DIRECTIONS: Set down each entry as it stands. Skip the pictures.

** WORKING DATA follows **

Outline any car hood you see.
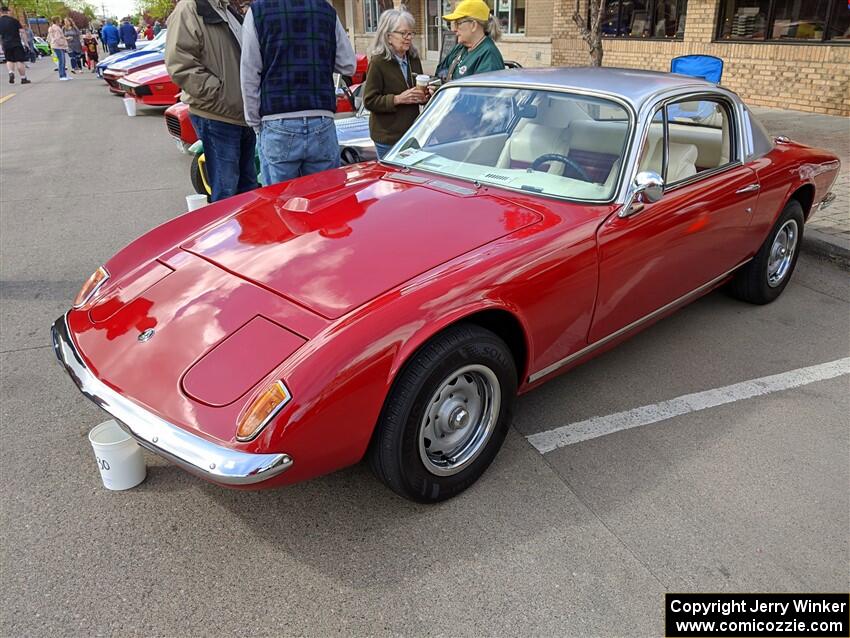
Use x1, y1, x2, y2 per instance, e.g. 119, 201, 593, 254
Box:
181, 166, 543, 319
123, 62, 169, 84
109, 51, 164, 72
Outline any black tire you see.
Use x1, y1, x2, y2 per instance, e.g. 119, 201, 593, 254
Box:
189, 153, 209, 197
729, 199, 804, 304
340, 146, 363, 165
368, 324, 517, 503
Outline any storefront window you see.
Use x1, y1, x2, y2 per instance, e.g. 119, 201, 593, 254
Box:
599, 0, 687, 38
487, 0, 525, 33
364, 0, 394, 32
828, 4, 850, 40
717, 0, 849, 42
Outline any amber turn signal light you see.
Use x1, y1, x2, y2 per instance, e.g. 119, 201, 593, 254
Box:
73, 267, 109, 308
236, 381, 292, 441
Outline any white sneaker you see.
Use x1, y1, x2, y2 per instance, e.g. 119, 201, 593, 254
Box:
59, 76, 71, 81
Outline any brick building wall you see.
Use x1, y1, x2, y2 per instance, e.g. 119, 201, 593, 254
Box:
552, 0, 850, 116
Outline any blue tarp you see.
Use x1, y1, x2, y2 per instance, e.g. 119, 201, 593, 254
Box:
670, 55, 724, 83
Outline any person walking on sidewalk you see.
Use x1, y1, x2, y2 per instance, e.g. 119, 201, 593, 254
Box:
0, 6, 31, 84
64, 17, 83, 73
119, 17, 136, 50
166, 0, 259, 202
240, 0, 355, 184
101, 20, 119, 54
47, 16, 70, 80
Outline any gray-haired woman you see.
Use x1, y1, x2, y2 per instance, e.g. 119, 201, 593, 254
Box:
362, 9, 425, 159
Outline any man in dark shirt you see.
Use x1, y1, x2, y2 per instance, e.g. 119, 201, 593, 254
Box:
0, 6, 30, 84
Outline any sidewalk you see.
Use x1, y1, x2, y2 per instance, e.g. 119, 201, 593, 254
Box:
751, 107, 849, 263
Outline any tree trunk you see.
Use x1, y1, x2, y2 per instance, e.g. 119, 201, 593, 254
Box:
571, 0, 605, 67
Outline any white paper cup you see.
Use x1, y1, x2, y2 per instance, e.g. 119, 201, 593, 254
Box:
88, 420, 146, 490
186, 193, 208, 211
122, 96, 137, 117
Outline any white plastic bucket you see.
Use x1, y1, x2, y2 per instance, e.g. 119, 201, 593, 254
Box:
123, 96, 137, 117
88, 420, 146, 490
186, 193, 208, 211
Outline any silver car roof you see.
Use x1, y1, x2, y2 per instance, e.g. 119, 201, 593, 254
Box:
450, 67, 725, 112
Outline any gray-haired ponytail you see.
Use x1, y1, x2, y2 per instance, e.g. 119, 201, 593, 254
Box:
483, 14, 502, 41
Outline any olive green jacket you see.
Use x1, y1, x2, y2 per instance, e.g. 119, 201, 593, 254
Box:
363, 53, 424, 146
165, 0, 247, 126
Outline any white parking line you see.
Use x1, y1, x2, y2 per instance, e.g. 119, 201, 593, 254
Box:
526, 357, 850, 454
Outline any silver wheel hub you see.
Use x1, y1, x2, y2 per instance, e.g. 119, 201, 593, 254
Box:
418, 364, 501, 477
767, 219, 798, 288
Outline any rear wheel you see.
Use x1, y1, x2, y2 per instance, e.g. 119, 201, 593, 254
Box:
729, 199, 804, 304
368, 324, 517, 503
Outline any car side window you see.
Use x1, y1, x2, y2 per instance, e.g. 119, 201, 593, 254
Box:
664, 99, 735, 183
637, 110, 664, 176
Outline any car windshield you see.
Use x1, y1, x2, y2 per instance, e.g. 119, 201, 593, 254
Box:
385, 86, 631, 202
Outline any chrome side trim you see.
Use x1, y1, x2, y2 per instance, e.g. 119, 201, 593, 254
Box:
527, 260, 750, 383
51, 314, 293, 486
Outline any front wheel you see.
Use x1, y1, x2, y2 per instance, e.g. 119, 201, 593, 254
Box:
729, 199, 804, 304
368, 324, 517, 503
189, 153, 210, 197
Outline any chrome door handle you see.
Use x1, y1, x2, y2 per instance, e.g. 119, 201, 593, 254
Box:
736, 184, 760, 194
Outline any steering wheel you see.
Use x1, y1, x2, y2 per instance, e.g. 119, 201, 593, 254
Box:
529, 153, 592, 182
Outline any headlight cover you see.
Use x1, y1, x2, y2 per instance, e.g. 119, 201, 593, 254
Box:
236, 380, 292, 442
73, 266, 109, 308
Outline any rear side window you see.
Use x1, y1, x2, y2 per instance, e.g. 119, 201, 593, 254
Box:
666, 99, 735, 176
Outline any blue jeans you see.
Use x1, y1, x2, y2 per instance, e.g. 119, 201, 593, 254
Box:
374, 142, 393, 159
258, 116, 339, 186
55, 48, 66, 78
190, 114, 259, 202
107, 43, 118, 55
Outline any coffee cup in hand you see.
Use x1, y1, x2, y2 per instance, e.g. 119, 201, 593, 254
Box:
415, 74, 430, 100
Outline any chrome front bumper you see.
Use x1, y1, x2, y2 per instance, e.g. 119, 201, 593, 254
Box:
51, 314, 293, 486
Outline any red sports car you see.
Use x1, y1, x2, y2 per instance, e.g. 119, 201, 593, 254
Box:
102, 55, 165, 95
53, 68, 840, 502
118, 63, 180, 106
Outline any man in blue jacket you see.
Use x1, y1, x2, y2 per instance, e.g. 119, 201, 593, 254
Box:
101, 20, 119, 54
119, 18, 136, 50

** End of WORKING DATA **

PROBLEM SOLUTION:
Outline any car hood you see.
Use x1, y1, x2, y2 per instance, e.g. 119, 201, 593, 254
Box:
181, 166, 543, 319
123, 62, 169, 84
109, 51, 164, 72
Outline any black tire you see.
Use x1, y1, x2, y2 per instance, e.g. 119, 201, 593, 254
Box:
189, 153, 209, 197
729, 199, 804, 304
340, 146, 363, 165
368, 324, 517, 503
Outline any storefront window you see.
Use x1, y1, x2, y2 per instance, e.g. 119, 201, 593, 254
Box:
599, 0, 687, 38
487, 0, 525, 33
364, 0, 394, 32
828, 4, 850, 40
717, 0, 849, 42
Outline any amber turn signal light you see.
Use x1, y1, x2, y2 per instance, e.g. 119, 201, 593, 254
Box:
73, 267, 109, 308
236, 381, 292, 441
Outline any white sneaker you see.
Use x1, y1, x2, y2 per instance, e.g. 119, 201, 593, 254
Box:
59, 76, 71, 81
Outline any brick building wall you see.
Use x1, y1, x2, y2 per instance, e.g. 119, 201, 593, 254
Box:
552, 0, 850, 116
Outline any blue tarp you see.
Use x1, y1, x2, y2 per instance, e.g. 119, 201, 593, 254
Box:
670, 55, 724, 83
Outline any person walking on sidewalk you see.
Use x1, y1, x2, y2 per instance, e.g. 119, 201, 593, 254
Box:
0, 6, 31, 84
64, 17, 83, 73
119, 17, 136, 50
166, 0, 259, 202
240, 0, 355, 184
101, 20, 119, 54
47, 16, 70, 80
Outline any gray-haired woman you see.
Use x1, y1, x2, y2 per instance, e.g. 119, 201, 593, 254
Box:
362, 9, 425, 159
Outline any man in dark shirt you see.
Use x1, y1, x2, y2 per instance, e.g. 119, 201, 593, 254
Box:
0, 6, 30, 84
Outline any sidewalk you see.
Use x1, y1, x2, y2 per instance, e.g. 119, 201, 593, 254
Box:
751, 107, 849, 263
Outline any tree trunk you see.
Use x1, y1, x2, y2 per instance, e.g. 119, 201, 593, 254
Box:
571, 0, 605, 67
Outline any white paper cup you see.
Use x1, y1, x2, y2 per instance, e.g. 119, 201, 593, 254
Box:
88, 420, 146, 490
186, 193, 208, 211
122, 96, 137, 117
Outline any white plastic bucket you see.
Use x1, y1, x2, y2 per instance, e.g. 119, 201, 593, 254
Box:
123, 96, 137, 117
88, 420, 146, 490
186, 193, 208, 211
Outline any silver car roof you see.
Use x1, y1, x2, y2 per instance, e.g. 119, 201, 593, 254
Box:
450, 67, 725, 112
Outline any gray-haired ponytail you see.
Use x1, y1, x2, y2 per instance, e.g. 119, 201, 593, 254
Box:
483, 14, 502, 41
Outline any olive green jacket you see.
Use x1, y1, x2, y2 per instance, e.g. 119, 201, 593, 254
Box:
363, 53, 424, 146
165, 0, 247, 126
Outline any white parking line you see.
Use x1, y1, x2, y2 per instance, e.g. 119, 201, 593, 254
Box:
526, 357, 850, 454
Outline any silver wheel hub you see.
Use x1, y1, x2, y2 per instance, e.g. 119, 201, 593, 254
Box:
418, 364, 501, 477
767, 219, 798, 288
Outline any rear wheel you see.
Use x1, y1, x2, y2 per instance, e.g. 119, 201, 593, 254
Box:
729, 199, 804, 304
368, 324, 517, 503
Outline any car side window you see.
Use x1, y1, x2, y2 per instance, e.g. 119, 201, 593, 254
Box:
664, 99, 735, 183
637, 110, 664, 176
Outline any car windshield you see.
Use x1, y1, x2, y2 per instance, e.g. 119, 201, 593, 254
Box:
385, 86, 631, 202
Outline any chrome side trim you see.
Use x1, y1, x2, y2 per instance, e.g. 119, 201, 593, 254
Box:
527, 260, 750, 383
51, 314, 293, 486
Outline any front wheel you see.
Use x1, y1, x2, y2 per instance, e.g. 119, 201, 593, 254
Box:
729, 199, 804, 304
368, 324, 517, 503
189, 153, 210, 197
Outline any chrome door handle you see.
Use x1, y1, x2, y2 per instance, e.g. 119, 201, 593, 254
Box:
736, 184, 760, 194
Outline any steering wheel you see.
Use x1, y1, x2, y2 per instance, e.g. 119, 201, 593, 254
Box:
529, 153, 592, 182
Outline any headlight cover you see.
Use x1, y1, x2, y2 per instance, e.g. 119, 201, 593, 254
Box:
236, 380, 292, 442
73, 266, 109, 308
Outline any rear side window you see.
Use x1, y1, x2, y2 per instance, e.g. 119, 201, 593, 254
Box:
666, 99, 735, 176
Outline any blue jeans you see.
Use x1, y1, x2, y2 per instance, e.g. 119, 201, 593, 254
Box:
374, 142, 393, 159
258, 116, 339, 186
55, 48, 66, 78
190, 114, 259, 202
107, 43, 118, 55
Outline any coffee cup in hand you see.
Use x1, y1, x2, y2 per instance, e.g. 119, 201, 593, 254
Box:
415, 74, 430, 100
Outline any chrome front bumper you see.
Use x1, y1, x2, y2 per instance, e.g. 119, 201, 593, 254
Box:
51, 314, 293, 486
Outline any red sports car you see.
Use x1, y1, x2, y2 per instance, e.g. 119, 201, 593, 254
Box:
102, 55, 165, 95
53, 68, 840, 502
118, 63, 180, 106
Outline any man in blue jacket you see.
Use x1, y1, x2, y2 per instance, e.g. 119, 201, 593, 254
Box:
101, 20, 119, 54
119, 18, 136, 50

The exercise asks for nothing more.